◆ **Directions**:
Copy every one of the rows below word for word, and leave out the pictures.

-=-=-

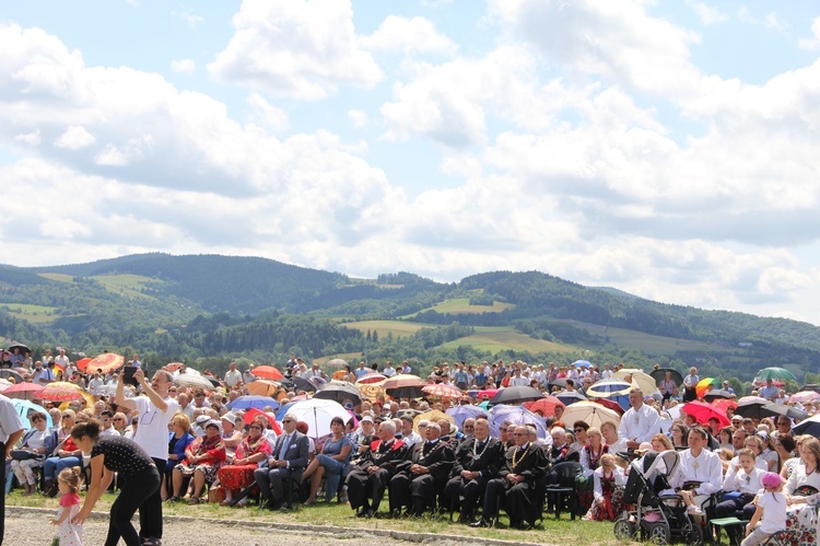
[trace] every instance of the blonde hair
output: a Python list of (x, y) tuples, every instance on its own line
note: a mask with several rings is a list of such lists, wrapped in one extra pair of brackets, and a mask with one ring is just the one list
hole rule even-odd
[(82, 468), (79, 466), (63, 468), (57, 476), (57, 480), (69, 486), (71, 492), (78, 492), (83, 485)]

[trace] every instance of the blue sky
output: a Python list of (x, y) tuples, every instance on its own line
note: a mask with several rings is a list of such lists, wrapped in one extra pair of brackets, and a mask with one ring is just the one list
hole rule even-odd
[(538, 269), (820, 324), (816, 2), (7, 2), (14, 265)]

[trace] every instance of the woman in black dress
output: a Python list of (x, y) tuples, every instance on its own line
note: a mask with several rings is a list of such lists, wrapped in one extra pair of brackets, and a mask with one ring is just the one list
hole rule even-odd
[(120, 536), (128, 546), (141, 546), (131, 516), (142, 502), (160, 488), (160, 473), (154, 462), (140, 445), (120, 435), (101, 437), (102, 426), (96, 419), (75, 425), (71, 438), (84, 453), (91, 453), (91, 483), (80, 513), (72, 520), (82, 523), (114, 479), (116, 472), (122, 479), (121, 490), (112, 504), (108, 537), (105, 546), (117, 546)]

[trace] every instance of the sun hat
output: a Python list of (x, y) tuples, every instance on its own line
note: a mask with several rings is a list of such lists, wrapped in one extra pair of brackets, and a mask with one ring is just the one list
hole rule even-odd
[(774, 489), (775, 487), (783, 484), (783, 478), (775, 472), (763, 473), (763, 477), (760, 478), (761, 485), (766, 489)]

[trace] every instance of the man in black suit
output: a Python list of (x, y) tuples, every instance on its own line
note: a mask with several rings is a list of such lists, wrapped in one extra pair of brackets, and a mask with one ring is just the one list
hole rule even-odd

-=-=-

◆ **Solution to this task**:
[trace] every instance of the blonde hair
output: a Python list of (x, y) tuples, every instance on its own line
note: a mask with several rings is a list of such lists, wrapped in one extra pair of brackets, and a mask with one ring is just the one list
hole rule even-odd
[(82, 468), (79, 466), (63, 468), (57, 476), (57, 480), (69, 486), (71, 492), (78, 492), (83, 485)]

[trace] every instance of the blue sky
output: a Python list of (x, y) tuples, every instance on its own line
note: a mask with several rings is a list of such lists, wrapped in one extra pair of brackets, and a mask with one ring is just the one list
hole rule even-odd
[(538, 269), (820, 324), (816, 2), (7, 2), (14, 265)]

[trace] every instance of the woman in black dress
output: a Python list of (x, y) tuples, every instance on its own line
note: a mask with several rings is a list of such lists, wrapped in one extra pair of brackets, and a mask with one ring is just the one list
hole rule even-odd
[(120, 536), (128, 546), (141, 546), (131, 516), (142, 502), (160, 488), (160, 473), (154, 462), (140, 445), (120, 435), (101, 437), (102, 426), (96, 419), (75, 425), (71, 438), (84, 453), (91, 453), (91, 483), (80, 513), (72, 520), (82, 523), (114, 479), (116, 472), (122, 479), (121, 490), (112, 504), (108, 537), (105, 546), (117, 546)]

[trace] every instance of the sun hat
output: a Python list of (x, y) tuples, every instance on its own line
note: a mask with several rings is a list of such lists, wrapped in one extra pair of brackets, and a mask with one ring is just the one list
hole rule even-odd
[(774, 489), (775, 487), (783, 484), (783, 478), (775, 472), (763, 473), (763, 477), (760, 478), (761, 485), (766, 489)]

[trace] every instance of the man in black suit
output: a Python list of (x, y) tuples, every instance on its own line
note: a mask with several rings is a list of such lists, wrapped in one extra pair of brackets, and a mask with one ring is just the one list
hole rule even-odd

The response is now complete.